## Passage provided
+ + +
Yi Li, professor of plant science in the College of Agriculture, Health, and Natural Resources is working on a new $500,000 Biotechnology Risk Assessment Research Grant (BRAG) from the USDA/NIFA to study a genetic editing technique in tomato plants.

Genetically engineered organisms are becoming increasingly popular given their potential applications to improve the food supply. Gene editing allows scientists to manipulate an organism’s DNA, leading to produce that stays fresher longer, resists pests and viruses, or has higher nutritional content.

One common method of gene editing is manipulating DNA methylation. DNA methylation is the process by which methyl groups are added to a DNA molecule. This changes the activity of that DNA segment without changing the DNA itself. Methylation can suppress or promote the expression of certain genes and the proteins they code for.

Unstudied side effects
This promising gene-editing technique could improve crops on a large scale. However, the potential unintended side effects of this process are not well-studied, hindering its potential agricultural applications.
+ + +
## Work request 1
According to the tomato gene-editing passage, what is DNA methylation?
## Work request 2
Reproduce the stretch of the tomato gene-editing passage from "Genetically engineered organisms" through "potential agricultural applications.".

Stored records
+ + +
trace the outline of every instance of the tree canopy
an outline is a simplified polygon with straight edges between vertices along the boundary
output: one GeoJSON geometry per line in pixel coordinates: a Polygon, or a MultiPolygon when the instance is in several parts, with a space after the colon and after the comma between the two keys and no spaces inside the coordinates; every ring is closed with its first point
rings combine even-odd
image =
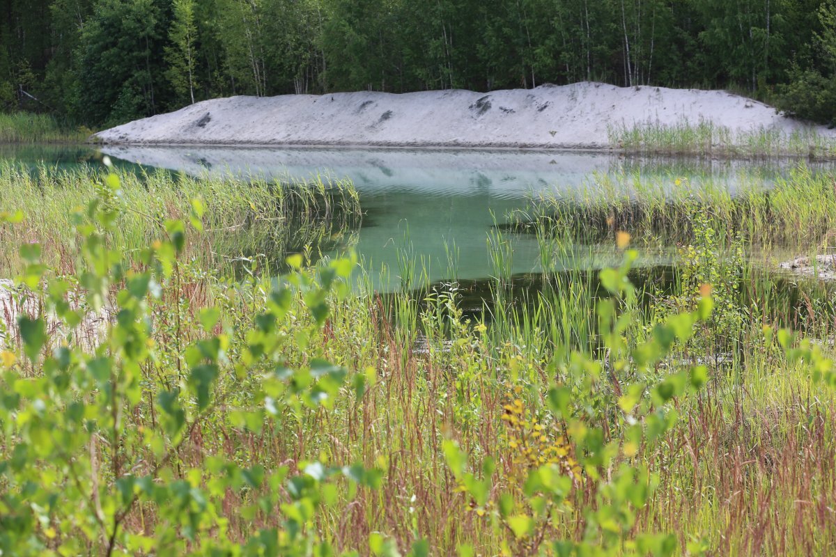
{"type": "Polygon", "coordinates": [[[0,109],[104,125],[232,94],[732,88],[836,118],[833,0],[2,0],[0,109]]]}

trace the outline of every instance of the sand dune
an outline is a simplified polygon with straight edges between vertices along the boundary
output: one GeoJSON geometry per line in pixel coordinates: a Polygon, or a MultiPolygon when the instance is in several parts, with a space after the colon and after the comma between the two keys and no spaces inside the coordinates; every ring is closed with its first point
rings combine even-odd
{"type": "MultiPolygon", "coordinates": [[[[96,134],[106,144],[371,145],[611,149],[614,126],[696,124],[733,133],[808,127],[725,91],[595,83],[492,93],[231,97],[203,101],[96,134]]],[[[828,136],[823,127],[817,131],[828,136]]]]}

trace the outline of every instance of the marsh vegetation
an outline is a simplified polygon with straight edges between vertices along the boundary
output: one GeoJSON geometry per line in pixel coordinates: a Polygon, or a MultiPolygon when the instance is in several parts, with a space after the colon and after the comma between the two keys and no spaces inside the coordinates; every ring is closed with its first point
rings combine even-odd
{"type": "Polygon", "coordinates": [[[833,291],[776,256],[836,191],[791,165],[533,196],[478,281],[352,256],[349,182],[4,166],[0,548],[833,552],[833,291]]]}

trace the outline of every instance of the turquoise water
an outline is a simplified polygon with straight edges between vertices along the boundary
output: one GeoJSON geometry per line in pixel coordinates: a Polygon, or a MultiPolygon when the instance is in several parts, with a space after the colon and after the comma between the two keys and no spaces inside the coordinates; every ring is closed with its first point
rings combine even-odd
{"type": "MultiPolygon", "coordinates": [[[[768,176],[762,165],[711,160],[645,160],[609,154],[533,150],[451,150],[217,147],[0,147],[0,160],[72,170],[100,164],[169,169],[195,175],[281,178],[317,174],[354,181],[362,225],[326,255],[354,250],[364,268],[390,270],[383,289],[400,282],[404,256],[430,281],[482,279],[493,273],[488,238],[495,223],[524,210],[532,196],[577,196],[595,176],[630,187],[638,174],[675,188],[677,179],[712,180],[730,190],[741,170],[768,176]]],[[[512,272],[537,272],[539,251],[528,235],[508,235],[512,272]]],[[[270,254],[275,255],[275,254],[270,254]]]]}

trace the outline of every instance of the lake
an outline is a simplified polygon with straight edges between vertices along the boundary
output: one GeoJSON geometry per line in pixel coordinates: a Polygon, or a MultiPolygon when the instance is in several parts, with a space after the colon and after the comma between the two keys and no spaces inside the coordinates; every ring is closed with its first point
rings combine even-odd
{"type": "MultiPolygon", "coordinates": [[[[495,225],[507,222],[512,211],[527,210],[534,198],[579,199],[591,184],[602,181],[635,195],[630,192],[640,180],[670,192],[683,183],[711,182],[733,195],[746,187],[752,175],[768,187],[775,176],[793,165],[537,150],[106,146],[99,151],[87,145],[0,147],[0,160],[70,171],[80,165],[100,164],[102,154],[120,166],[196,176],[279,180],[319,174],[349,178],[359,194],[362,224],[335,246],[329,244],[324,255],[354,250],[380,290],[401,283],[405,254],[416,261],[418,272],[426,272],[430,282],[491,276],[495,267],[488,240],[497,234],[495,225]],[[384,267],[389,269],[388,275],[375,275],[384,267]]],[[[541,271],[533,235],[506,236],[512,246],[512,274],[541,271]]],[[[664,251],[645,251],[642,256],[640,265],[669,260],[664,251]]],[[[611,262],[604,255],[601,262],[589,264],[595,267],[611,262]]]]}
+ + +
## Exercise result 1
It is the process by which methyl groups are added to a DNA molecule.

## Exercise result 2
Genetically engineered organisms are becoming increasingly popular given their potential applications to improve the food supply. Gene editing allows scientists to manipulate an organism’s DNA, leading to produce that stays fresher longer, resists pests and viruses, or has higher nutritional content.

One common method of gene editing is manipulating DNA methylation. DNA methylation is the process by which methyl groups are added to a DNA molecule. This changes the activity of that DNA segment without changing the DNA itself. Methylation can suppress or promote the expression of certain genes and the proteins they code for.

Unstudied side effects
This promising gene-editing technique could improve crops on a large scale. However, the potential unintended side effects of this process are not well-studied, hindering its potential agricultural applications.